__Requirement__. Format the lines of the records below as a JSON list of strings, one string per line and no blank lines. Begin at the line that contains "Each instance of the white baseboard" and continue through the end of the records.

Location annotation dataset excerpts:
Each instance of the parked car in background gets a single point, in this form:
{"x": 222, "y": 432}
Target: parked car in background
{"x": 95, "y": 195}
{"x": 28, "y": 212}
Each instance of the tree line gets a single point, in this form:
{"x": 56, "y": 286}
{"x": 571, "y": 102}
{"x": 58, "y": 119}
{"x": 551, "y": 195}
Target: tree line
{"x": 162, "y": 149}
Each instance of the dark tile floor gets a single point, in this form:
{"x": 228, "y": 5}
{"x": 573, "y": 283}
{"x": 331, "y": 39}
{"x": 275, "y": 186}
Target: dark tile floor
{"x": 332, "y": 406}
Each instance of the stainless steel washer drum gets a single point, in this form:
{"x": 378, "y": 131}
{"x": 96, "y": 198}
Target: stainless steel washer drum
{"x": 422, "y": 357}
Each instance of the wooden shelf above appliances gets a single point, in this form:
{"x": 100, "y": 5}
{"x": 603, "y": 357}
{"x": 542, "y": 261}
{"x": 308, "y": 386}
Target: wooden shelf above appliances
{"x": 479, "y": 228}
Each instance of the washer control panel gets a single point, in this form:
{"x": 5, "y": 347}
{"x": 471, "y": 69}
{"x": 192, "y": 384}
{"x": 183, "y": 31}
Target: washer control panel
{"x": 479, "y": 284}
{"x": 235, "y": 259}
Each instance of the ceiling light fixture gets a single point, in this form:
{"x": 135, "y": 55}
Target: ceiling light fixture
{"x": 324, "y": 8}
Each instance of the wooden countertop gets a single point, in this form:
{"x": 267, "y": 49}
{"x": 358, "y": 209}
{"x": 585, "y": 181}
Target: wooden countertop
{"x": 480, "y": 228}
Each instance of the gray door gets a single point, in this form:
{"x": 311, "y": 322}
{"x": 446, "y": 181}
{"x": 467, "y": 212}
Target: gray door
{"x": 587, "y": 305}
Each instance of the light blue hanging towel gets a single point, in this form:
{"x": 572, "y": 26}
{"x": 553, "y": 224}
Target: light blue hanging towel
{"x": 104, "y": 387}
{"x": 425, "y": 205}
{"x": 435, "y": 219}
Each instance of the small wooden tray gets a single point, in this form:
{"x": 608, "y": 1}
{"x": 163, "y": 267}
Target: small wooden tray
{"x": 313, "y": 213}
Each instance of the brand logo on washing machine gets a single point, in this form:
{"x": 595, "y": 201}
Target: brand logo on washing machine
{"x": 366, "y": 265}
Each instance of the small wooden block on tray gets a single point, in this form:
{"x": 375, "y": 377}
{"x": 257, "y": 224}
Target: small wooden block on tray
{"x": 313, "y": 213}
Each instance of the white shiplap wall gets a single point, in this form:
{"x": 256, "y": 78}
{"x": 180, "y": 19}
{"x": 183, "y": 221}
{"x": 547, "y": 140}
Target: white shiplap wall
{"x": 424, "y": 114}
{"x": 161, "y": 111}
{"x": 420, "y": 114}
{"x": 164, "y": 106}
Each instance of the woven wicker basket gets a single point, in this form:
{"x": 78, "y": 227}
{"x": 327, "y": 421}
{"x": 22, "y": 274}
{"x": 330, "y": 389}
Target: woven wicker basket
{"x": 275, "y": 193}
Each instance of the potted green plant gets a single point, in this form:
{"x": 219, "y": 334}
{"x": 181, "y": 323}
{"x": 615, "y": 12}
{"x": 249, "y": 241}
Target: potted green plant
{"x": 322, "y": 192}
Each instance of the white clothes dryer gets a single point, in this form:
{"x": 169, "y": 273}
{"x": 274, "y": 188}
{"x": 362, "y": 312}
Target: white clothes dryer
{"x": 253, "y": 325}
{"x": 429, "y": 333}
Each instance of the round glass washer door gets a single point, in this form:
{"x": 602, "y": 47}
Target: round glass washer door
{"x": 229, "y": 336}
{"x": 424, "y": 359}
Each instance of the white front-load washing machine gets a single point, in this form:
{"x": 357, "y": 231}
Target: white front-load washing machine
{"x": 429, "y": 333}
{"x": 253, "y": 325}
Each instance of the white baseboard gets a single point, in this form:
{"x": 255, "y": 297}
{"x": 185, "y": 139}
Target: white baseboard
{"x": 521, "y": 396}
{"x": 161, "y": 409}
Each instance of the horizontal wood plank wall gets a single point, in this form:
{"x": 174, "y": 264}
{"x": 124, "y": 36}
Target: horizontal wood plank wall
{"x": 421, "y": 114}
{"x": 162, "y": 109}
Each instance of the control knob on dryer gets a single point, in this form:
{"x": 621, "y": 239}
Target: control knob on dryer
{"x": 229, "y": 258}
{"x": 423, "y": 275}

__Final result__.
[
  "Each instance of the white baseboard gets a single point, in this form:",
  "{\"x\": 255, \"y\": 297}",
  "{\"x\": 185, \"y\": 139}",
  "Target: white baseboard",
  "{\"x\": 521, \"y\": 396}",
  "{\"x\": 161, \"y\": 409}",
  "Each instance of the horizontal wood plank wall gets a single point, in this form:",
  "{\"x\": 174, \"y\": 264}",
  "{\"x\": 124, \"y\": 36}",
  "Target: horizontal wood plank wall",
  "{\"x\": 421, \"y\": 114}",
  "{\"x\": 162, \"y\": 109}",
  "Each instance of the control knob on dryer gets a single point, in this form:",
  "{\"x\": 621, \"y\": 239}",
  "Target: control knob on dryer",
  "{\"x\": 229, \"y\": 258}",
  "{\"x\": 423, \"y\": 275}"
]